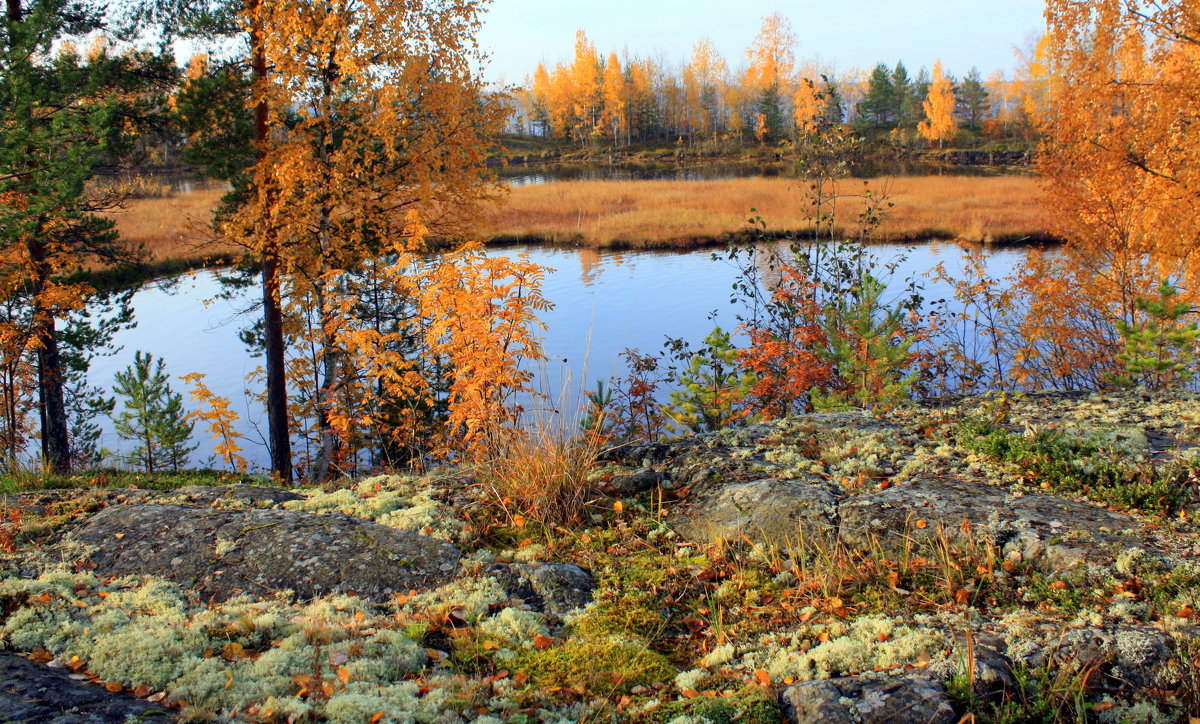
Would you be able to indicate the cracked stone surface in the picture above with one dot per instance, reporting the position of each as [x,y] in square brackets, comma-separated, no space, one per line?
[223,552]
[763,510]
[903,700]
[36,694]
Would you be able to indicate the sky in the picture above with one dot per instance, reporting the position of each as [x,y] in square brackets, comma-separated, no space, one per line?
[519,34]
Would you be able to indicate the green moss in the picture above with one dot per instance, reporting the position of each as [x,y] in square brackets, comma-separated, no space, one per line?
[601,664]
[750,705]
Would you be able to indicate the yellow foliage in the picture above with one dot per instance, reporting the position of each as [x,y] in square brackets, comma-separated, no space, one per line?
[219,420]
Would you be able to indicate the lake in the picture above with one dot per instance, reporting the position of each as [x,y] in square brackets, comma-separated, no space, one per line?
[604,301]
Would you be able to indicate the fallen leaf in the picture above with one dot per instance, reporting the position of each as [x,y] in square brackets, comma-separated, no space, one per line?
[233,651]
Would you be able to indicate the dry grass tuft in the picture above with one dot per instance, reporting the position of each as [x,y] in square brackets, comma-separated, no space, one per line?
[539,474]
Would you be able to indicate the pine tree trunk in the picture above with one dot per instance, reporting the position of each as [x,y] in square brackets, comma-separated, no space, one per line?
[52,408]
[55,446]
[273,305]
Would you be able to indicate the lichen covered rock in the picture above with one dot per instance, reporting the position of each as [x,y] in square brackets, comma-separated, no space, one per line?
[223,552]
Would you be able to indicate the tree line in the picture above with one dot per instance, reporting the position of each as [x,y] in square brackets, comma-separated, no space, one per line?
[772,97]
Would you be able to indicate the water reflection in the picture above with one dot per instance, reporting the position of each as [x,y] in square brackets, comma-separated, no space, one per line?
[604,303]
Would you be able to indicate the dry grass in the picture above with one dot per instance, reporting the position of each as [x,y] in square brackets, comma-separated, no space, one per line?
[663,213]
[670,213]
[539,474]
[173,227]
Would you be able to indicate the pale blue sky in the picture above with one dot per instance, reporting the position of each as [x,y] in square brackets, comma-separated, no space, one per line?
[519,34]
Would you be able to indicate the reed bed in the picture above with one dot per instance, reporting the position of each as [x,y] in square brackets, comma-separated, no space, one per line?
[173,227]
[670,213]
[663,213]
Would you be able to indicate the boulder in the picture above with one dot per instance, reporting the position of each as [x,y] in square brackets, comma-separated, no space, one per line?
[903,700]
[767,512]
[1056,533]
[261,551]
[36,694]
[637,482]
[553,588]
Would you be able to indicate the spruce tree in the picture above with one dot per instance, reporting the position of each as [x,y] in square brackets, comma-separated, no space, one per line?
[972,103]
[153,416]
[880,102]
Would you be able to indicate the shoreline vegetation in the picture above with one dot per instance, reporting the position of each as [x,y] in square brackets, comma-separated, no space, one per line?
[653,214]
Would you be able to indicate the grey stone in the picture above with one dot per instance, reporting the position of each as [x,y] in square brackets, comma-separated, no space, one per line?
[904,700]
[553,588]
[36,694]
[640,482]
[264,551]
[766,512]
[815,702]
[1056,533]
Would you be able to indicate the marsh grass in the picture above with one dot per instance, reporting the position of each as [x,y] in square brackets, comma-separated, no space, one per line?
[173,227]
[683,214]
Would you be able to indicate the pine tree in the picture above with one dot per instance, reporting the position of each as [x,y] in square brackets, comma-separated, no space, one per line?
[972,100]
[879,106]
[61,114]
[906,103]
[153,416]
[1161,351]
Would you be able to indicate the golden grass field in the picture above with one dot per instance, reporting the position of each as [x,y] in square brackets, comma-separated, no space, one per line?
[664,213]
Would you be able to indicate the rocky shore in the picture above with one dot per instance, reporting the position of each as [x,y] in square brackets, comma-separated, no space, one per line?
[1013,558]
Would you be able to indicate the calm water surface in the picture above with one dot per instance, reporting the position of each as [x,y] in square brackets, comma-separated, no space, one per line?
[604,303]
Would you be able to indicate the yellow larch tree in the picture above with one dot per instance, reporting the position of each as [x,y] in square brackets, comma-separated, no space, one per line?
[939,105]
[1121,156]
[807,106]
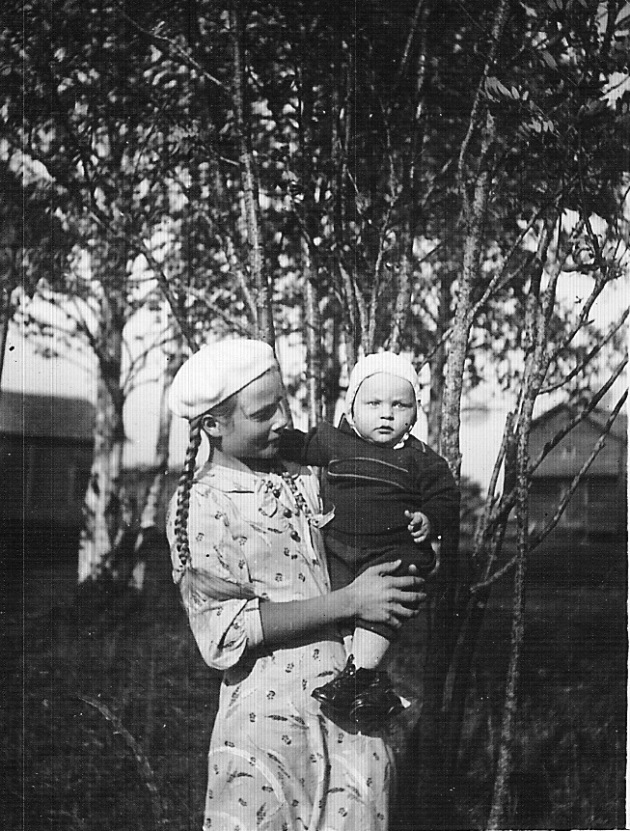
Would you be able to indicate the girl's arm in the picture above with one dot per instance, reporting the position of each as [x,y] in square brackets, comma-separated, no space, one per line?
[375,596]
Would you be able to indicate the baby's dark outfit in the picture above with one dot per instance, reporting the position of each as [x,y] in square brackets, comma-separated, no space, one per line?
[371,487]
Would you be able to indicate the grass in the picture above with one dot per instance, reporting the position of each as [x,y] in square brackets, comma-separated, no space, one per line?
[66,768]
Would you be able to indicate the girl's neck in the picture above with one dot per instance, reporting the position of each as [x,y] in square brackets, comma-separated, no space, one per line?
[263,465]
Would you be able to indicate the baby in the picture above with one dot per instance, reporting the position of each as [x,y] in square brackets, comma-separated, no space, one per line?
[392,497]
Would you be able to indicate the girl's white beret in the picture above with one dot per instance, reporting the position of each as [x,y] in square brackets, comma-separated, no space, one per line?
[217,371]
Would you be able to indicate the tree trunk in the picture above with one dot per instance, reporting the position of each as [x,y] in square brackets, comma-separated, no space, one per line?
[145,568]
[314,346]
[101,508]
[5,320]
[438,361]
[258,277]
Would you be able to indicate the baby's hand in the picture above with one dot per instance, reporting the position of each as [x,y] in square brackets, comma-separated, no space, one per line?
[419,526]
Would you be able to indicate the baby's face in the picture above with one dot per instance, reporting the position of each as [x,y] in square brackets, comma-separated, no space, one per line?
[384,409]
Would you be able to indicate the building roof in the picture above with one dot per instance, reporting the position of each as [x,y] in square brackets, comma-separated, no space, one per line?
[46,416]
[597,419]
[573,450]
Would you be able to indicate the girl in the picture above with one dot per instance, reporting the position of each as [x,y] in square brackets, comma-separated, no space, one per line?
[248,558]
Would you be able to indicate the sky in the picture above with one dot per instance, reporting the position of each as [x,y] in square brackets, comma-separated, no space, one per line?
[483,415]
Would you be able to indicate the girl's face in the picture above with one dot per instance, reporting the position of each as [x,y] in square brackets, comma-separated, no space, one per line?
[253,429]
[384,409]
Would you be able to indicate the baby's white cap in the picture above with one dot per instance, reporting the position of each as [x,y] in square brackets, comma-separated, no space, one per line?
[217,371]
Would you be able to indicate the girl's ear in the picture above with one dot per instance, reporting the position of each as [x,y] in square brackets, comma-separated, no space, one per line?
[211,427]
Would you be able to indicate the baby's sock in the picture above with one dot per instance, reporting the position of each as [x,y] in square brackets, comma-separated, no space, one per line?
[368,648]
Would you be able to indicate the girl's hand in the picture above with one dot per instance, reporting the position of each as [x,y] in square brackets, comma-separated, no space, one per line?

━━━━━━━━━━━━━━━━━━━━

• STATED TASK: Transcribe the full listing above exactly, with the images removed.

• WRITTEN SOLUTION:
Would you be able to indicate the cracked stone surface in the picture above with one dot per instance, reporting the position of each as [x,y] in square brackets, comma-separated, no space, one per line?
[223,552]
[763,510]
[903,700]
[36,694]
Would you be able to indicate the sky in the picture above with one dot per instance, reporting the position of each as [x,y] in square brackets, comma-separated, no space, one per line?
[519,34]
Would you be able to indicate the green moss in the picture above with one dot per instance, reporting the position of each as [x,y] in square brackets, comma-separated, no space, one per line?
[601,664]
[750,705]
Would you be able to indicate the yellow foliage in the picture above with one dot per instance, reporting the position of each as [x,y] in square brackets, comma-separated, no space, one per line?
[219,420]
Would you be able to indicate the lake in the picture above with one dot per instance, reporting the position of each as [x,y] in square brackets, comma-separated, no space, one per line?
[604,301]
Would you be able to indicate the fallen leaf in the picture above with one dot per instance, reporting the position of each as [x,y] in square brackets, comma-separated, no space, one per line?
[233,651]
Would you be able to indicate the dry grass tuft in the picture above with one dot per instance, reporting the position of each as [x,y] in square brackets, comma-separated, no space, one per line?
[539,474]
Would you be able to indicate the pine tree trunk in the picture above with one dot per instance, reporting the position of each as [x,y] in square brackets, comma-separated, no space, one per line?
[52,408]
[55,446]
[273,305]
Would you be able to indicate the lichen covered rock in the picture above with one dot per instance, reporting the position of each as [x,y] in square brackets, comma-separated, no space, one per line?
[223,552]
Would you be able to indicate the tree line in the picture above with one dot per instance, reporting the position of each as [x,y] in square brackets, comma-separated, no space, one per line?
[772,97]
Would you be able to indicate the water reflection in the picture above with one dot per instance, reporting the position of each as [x,y] in square brackets, comma-separated, no space, one per line?
[604,303]
Would you be able to indicate the dry grass in the picture above with one dot per instance, reporting the position of each as [x,y] in square brackets, comma-separated, no space, one per line?
[663,213]
[670,213]
[539,474]
[173,227]
Would you be able to indicate the pale blue sky in the picture above with one dot per instance, reporting the position of each as [x,y] in square brackets, comma-separated, no space, one per line?
[519,34]
Would you be able to indicate the reed bed in the picture above with one dot per instance, reporting the position of each as [x,y] in square brackets, comma-separated, no space, one per line?
[173,227]
[670,213]
[663,213]
Would you be able to indicate the boulder in the picture above with one dot per instance, reporting the position of each as [x,y] in square brackets, comma-separated, no space, one per line?
[903,700]
[767,512]
[1056,533]
[261,551]
[36,694]
[637,482]
[553,588]
Would you be able to indicate the spruce tree in the picture above with one dot per instance, reporting the position of each as [x,y] in square brackets, comma-separated, no space, one per line?
[972,103]
[153,416]
[880,102]
Would you be able to indicate the shoreline vegetation in the picture above with one dot per instance, reporting the position of each as [x,y] in square brackets, comma-separated, no space, one per line?
[653,214]
Would you be able to indicate the grey stone in the picture above with one dot per instance, reporting the position of each as [x,y] in square brackets, comma-separated, no space, one per line?
[904,700]
[553,588]
[36,694]
[640,482]
[264,551]
[766,512]
[815,702]
[1056,533]
Would you be able to indicate the marsh grass in the picture above with one dot per instance, reporting the position of each as [x,y] in square brackets, comma-separated, no space, one per line?
[173,227]
[683,214]
Would you be able to indicate the pine tree in the picture above with one dot per instance, reporting the position of each as [x,y] in square brackets, comma-separated, no space, one per line?
[972,100]
[879,106]
[61,114]
[906,103]
[153,416]
[1161,351]
Would you be able to indicate the golden grass field in the picture above with one dot per instance, reporting the position of each as [x,y] in square brackets, comma-separated, no space, one per line?
[664,213]
Would you be able to indicate the rocky shore in the picture above with one dot per instance, reporting the position of each as [x,y] in square brackets, comma-separated, no space, one per line?
[1013,558]
Would you be able to indicate the calm water surface in the picture above with one dot per instance, reporting the position of each as [x,y] in square brackets, comma-separated, no space, one per line?
[604,303]
Would you be able to indicate the yellow larch tree in the picture above with one dot per instance, reporting the position of each as [x,y] in square brackets, comma-separated, no space, one per line?
[939,105]
[1121,156]
[807,106]
Would you be able to indicate the girl's arm in the picture above with one dot per instance, reporting the position of each as [x,y] in square brackets, comma-separated, no space, one per line?
[375,596]
Would you be able to indicate the baby's dark outfit in the picture above with one dot per instance, reporting the position of each as [x,y] in square brackets, comma-separated, no space, one per line?
[371,487]
Would you be able to indicate the grass in the picture above with one dot per instance, reporting the position of each as [x,y] in square brackets, comma-separated, no space, one per line?
[66,768]
Would you be able to indicate the girl's neck in the picture above with one dot per instance, reporting the position of each as [x,y] in square brackets, comma-separated, no space, one per line?
[263,465]
Would you be able to indicate the baby in the picture above with one dot per instance, reporting the position of each as [x,y] in square brackets, comma-separated, no space, one per line?
[392,497]
Would you be able to indicate the girl's white beret in the picture above with one dot per instance, reporting the position of each as [x,y] in square brackets, comma-separated, no space, one per line?
[217,371]
Would you be able to indicate the tree trunk in the picture above with one dot per instance, reporting the position of each as [x,y] in square brackets, comma-separated, no space, one per line?
[145,568]
[314,346]
[101,508]
[5,320]
[438,361]
[258,277]
Would you be able to indicate the baby's hand in the picture above with one dot per instance, reporting the position of each as [x,y] in square brackets, comma-separated, no space, one per line?
[419,526]
Would you be able to indicate the baby's face in the picture above with one dot per instance, reporting the position of each as [x,y] in square brackets, comma-separated, no space, one per line?
[384,409]
Would you be able to indicate the building roof in the picture above with one dot per instance, reporting the position of each as [x,y] in square brackets, comma-separated, no space, one per line?
[46,416]
[597,419]
[573,450]
Would you be able to indicate the girl in the picture above with one dot per instance, reporting the position of each as [x,y] in square brackets, comma-separated, no space, one per line?
[248,558]
Would you be able to indicate the sky in the picture above with one dot per instance, reporting the position of each as [x,y] in square brackets, comma-separated, no space, one per line?
[483,415]
Would you be able to indicate the girl's face in the picture above with one dot per instance, reporting the position of each as [x,y] in square brackets, comma-separated, no space, one per line?
[253,429]
[384,409]
Would you be able to indicate the baby's white cap in the picture above with one dot per instance, reporting the position of each as [x,y] in square brackets, comma-separated, no space, one per line?
[217,371]
Would you be able to indicate the girl's ear in the picture above with one dot per instance, reporting the position of each as [x,y] in square brackets, comma-separated, no space, one per line?
[211,427]
Would you be able to indicate the baby's sock in the picture above with one dot per instance, reporting the position of each as [x,y] in square brackets, comma-separated, no space, one per line?
[368,648]
Would you be able to indicate the girl's hand in the picture above with one dot per instance, reporting the position of each as [x,y] in square brackets, comma-separated, no space, one per line?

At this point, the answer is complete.